## EXERCISE:
Carry on the essay about the annual baseball trip and its Alleged Accountant, starting after its final sentence.

## PAGE TEXT:
BEGIN
Designated Drivers, Fearless Leaders, and One Alleged Accountant

I recently returned from my 21st annual baseball trip with my high school buddies. This year, accompanied by our wives, we spent three toasty days in Tampa—sunning, swimming, dining, and watching the White Sox play the Rays in their temporary, makeshift ballpark. The White Sox won, the threatened rainstorms never materialized, and we all had a blast.
But now the hard part begins.
During our trips, we have a Fearless Leader to set things in motion, an Admiral to keep us on course, and the rest of the gang are our designated drivers, humorists, and philosophers. But once we get home, I take center stage as the Alleged Accountant.
How I was entrusted with this position is unclear. Perhaps it’s because, in addition to my medical degree, I have an MBA. It’s from a graduate school maybe one or two notches above Trump University in reputation, but hey, it’s an MBA just the same. Once we’re home, I dust it off and swing into action.
END
## RECORD EXTRACTS:
BEGIN
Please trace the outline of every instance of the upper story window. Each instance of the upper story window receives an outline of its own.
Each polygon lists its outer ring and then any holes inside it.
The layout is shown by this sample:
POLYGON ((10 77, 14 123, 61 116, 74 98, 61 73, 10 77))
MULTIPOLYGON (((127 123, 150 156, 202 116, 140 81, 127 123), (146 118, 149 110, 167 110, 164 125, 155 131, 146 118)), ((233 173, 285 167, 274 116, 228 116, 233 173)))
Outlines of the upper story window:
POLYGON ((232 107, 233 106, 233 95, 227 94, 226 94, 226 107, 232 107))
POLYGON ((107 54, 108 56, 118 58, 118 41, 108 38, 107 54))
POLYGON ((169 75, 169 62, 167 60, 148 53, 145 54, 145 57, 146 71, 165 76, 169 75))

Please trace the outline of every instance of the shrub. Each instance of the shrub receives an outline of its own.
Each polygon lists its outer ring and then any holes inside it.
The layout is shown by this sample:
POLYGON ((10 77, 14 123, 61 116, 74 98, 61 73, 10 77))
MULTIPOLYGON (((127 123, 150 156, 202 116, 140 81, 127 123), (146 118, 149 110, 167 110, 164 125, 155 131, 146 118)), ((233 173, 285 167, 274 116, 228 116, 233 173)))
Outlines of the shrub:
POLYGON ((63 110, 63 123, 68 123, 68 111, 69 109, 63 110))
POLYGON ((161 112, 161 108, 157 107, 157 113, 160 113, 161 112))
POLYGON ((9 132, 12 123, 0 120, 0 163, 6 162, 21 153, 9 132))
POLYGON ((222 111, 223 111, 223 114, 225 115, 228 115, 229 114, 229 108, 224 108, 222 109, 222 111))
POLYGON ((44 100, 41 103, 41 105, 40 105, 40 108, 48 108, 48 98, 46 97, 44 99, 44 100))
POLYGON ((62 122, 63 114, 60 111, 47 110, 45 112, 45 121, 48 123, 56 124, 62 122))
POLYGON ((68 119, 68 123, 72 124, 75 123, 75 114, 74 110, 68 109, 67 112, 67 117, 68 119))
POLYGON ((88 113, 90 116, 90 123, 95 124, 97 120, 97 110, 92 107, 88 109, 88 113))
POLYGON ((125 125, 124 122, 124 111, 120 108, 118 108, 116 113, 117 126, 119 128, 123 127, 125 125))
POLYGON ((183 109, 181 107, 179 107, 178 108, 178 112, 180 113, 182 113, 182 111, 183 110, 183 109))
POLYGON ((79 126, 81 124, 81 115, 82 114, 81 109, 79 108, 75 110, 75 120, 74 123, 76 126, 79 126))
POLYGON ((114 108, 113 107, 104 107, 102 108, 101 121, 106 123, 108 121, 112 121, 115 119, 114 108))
END
## ANSWER FOR THE TASK:
While on the trip, one person pays for each meal—no restaurant wants to handle six credit cards at breakfast. Same with the vans we rent. One person picks up the tab. Game tickets? One order, twelve seats. All these go into a theoretical “book.” By the end of the weekend, one person may have spent hundreds, while another has forked over just twenty-five bucks. My job is to make that “book” less theoretical. I collect receipts and do the balancing act. Who owes what—and to whom?
An Excel spreadsheet helps me through the first round of calculations. My rule is simple: charges for all meals and transportation are split evenly. That keeps things straightforward—until someone misses Monday’s dinner or skips Tuesday’s lunch. I don’t want to charge them for meals they didn’t eat!
It takes a few passes through the spreadsheet, but eventually I reach a reckoning and send out my preliminary analysis to the crew. Inevitably, someone points out a detail I got wrong—maybe I split a bill six ways instead of five. Eventually, the whole megillah gets reconciled to everyone’s satisfaction.
Then it’s time for those who underpaid to Zelle or Venmo (or even send a check) to those who overpaid.
And then, finally, I get to retire my accountant’s green eyeshade—at least until next year.